» **WHAT THIS TASK INVOLVES**
With pictures omitted, output the records below exactly as they appear.

[Data records]
*** Begin section ***

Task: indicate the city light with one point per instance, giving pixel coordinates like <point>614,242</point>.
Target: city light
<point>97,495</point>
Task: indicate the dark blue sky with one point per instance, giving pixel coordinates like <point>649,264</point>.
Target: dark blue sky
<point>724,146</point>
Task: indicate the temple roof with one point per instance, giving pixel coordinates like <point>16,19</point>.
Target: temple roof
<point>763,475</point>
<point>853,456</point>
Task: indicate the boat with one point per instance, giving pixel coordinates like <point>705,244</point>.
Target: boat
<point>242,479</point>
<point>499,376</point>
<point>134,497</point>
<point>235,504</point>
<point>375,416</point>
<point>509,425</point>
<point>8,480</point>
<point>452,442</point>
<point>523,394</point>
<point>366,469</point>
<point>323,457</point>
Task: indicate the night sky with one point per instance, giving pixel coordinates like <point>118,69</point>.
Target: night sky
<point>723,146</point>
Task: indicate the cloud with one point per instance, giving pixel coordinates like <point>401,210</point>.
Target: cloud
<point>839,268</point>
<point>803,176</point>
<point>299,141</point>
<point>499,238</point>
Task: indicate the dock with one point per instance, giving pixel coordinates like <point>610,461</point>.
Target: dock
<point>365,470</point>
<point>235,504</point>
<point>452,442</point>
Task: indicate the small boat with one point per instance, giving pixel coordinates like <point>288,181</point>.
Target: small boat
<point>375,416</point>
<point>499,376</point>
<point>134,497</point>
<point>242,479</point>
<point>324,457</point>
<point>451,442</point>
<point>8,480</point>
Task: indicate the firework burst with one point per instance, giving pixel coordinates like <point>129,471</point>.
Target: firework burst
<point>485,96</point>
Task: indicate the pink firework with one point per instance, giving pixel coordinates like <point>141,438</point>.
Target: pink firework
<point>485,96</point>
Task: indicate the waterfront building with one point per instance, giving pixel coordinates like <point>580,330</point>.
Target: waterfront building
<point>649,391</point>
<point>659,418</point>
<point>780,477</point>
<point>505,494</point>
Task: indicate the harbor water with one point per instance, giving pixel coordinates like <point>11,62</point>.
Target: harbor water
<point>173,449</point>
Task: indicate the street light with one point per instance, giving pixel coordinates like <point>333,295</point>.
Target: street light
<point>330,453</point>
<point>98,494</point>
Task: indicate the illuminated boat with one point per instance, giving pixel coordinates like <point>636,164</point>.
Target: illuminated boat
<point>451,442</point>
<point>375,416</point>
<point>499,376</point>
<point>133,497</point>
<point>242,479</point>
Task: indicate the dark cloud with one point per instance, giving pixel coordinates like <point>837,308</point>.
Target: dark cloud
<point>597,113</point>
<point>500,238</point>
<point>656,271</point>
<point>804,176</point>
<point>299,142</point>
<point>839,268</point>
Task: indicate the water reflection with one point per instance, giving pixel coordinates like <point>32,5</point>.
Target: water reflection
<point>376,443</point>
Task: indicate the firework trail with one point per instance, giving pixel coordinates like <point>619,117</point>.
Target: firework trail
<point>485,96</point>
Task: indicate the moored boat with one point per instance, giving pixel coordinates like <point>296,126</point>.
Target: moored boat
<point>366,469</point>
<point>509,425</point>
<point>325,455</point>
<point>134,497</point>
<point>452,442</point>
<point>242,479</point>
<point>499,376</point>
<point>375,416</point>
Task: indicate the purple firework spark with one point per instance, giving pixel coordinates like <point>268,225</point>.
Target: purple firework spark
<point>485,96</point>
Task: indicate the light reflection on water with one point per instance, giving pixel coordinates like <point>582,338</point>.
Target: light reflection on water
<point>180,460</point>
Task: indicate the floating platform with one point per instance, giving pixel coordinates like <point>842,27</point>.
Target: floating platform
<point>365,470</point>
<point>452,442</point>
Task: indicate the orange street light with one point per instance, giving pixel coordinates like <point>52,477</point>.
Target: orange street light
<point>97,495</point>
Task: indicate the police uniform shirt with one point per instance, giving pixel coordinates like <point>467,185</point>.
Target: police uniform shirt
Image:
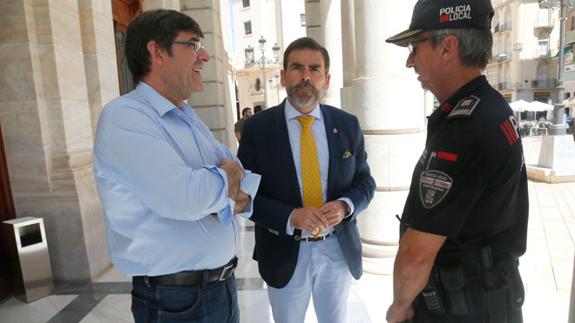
<point>470,183</point>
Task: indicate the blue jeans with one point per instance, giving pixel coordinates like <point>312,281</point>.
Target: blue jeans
<point>214,302</point>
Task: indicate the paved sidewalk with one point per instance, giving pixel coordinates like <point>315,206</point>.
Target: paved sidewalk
<point>547,266</point>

*** End section ***

» **EXERCISE RESPONSE**
Task: indicate the city light with one point per instance, giving pixel coordinates like <point>614,242</point>.
Target: city light
<point>97,495</point>
Task: indicate the dark blue sky with one point per instance, giving pixel coordinates like <point>649,264</point>.
Target: dark blue sky
<point>724,146</point>
Task: indicate the temple roof with one point per instance, giving pixel coordinates like <point>16,19</point>.
Target: temple roof
<point>763,475</point>
<point>853,456</point>
Task: indicate the boat with one point per instance, giving pixel coordinates like <point>705,244</point>.
Target: boat
<point>242,479</point>
<point>499,376</point>
<point>134,497</point>
<point>235,504</point>
<point>375,416</point>
<point>509,425</point>
<point>8,480</point>
<point>452,442</point>
<point>523,394</point>
<point>366,469</point>
<point>323,457</point>
Task: indicate the night sky with one point per instance, giving pixel coordinates like <point>118,69</point>.
Target: night sky
<point>723,146</point>
Task: indicate the cloud with one point per instance, giving pixel coordinates like <point>401,210</point>.
Target: cloud
<point>839,268</point>
<point>803,176</point>
<point>299,141</point>
<point>499,238</point>
Task: indicate the dock with one point per instance, giving pixel coordinates like <point>610,461</point>.
Target: dock
<point>365,470</point>
<point>235,504</point>
<point>452,442</point>
Task: indicate the small boat with one point per instance, giving pixel coordinates like <point>288,181</point>.
Target: small boat
<point>375,416</point>
<point>499,376</point>
<point>134,497</point>
<point>242,479</point>
<point>324,457</point>
<point>451,442</point>
<point>8,480</point>
Task: indicate the firework burst with one point per instance, giving pixel coordinates like <point>129,471</point>.
Target: firework burst
<point>485,96</point>
Task: indicate the pink firework with one point per instance, giving pixel coordinates like <point>141,438</point>.
Target: pink firework
<point>485,96</point>
Task: indicate the waterfront building with one point per instance, giving pixel coordinates like <point>580,330</point>.
Target: waterfront building
<point>649,391</point>
<point>659,418</point>
<point>780,477</point>
<point>505,494</point>
Task: indicate the harbor water with one point per instance, giving pixel coordinates like <point>11,62</point>.
Target: harbor water
<point>173,449</point>
Task: indicate the street light with one point per instance, giving pixel coordinates like <point>333,295</point>.
Target: street light
<point>330,453</point>
<point>98,494</point>
Task: indicate the illuminated boat with one point per instance, giving pixel coordinates like <point>636,164</point>.
Target: illuminated boat
<point>451,442</point>
<point>375,416</point>
<point>499,376</point>
<point>133,497</point>
<point>242,479</point>
Task: indicate the dark cloud with one point per instance, giving pixel coordinates like <point>837,308</point>.
Target: dark cloud
<point>597,113</point>
<point>500,238</point>
<point>656,271</point>
<point>804,176</point>
<point>299,142</point>
<point>839,268</point>
Task: indicate the water reflection with one point per instance, giving pixel coordinates like <point>32,5</point>.
Target: water reflection
<point>376,443</point>
Task: indicate the firework trail with one point per instance, giving pixel coordinates like <point>619,117</point>.
Target: firework trail
<point>485,96</point>
Task: indicate the moored boat with one point per instance, giving pixel coordinates like <point>296,126</point>.
Target: moored boat
<point>366,469</point>
<point>509,425</point>
<point>325,455</point>
<point>134,497</point>
<point>452,442</point>
<point>242,479</point>
<point>499,376</point>
<point>375,416</point>
Task: indicate the purple firework spark with one point per instance, giving pixel coordinates like <point>268,225</point>.
Target: purple firework spark
<point>485,96</point>
Task: indicate the light reflection on water with one point per instance, giving pixel coordinates like <point>582,338</point>.
Target: light reflection on water
<point>180,460</point>
Task: indicate the floating platform with one point per instance, giving pixel coordinates like <point>842,27</point>.
Target: floating platform
<point>365,470</point>
<point>452,442</point>
Task: indicate the orange street light with one point per instance, giving pixel coordinates like <point>52,477</point>.
Target: orange street light
<point>97,495</point>
Task: indicate the police uniform shirt with one point per instance, giving pixel coordinates like <point>467,185</point>.
Target: police uniform shirt
Image:
<point>470,183</point>
Task: indicate the blue jeans with one point per instance, giving pixel coordinates like <point>312,281</point>.
Target: blue jeans
<point>214,302</point>
Task: indicate the paved sidewalk with one point per instance, giving pixel coordinates like <point>315,206</point>.
Target: paved sidewalk
<point>547,266</point>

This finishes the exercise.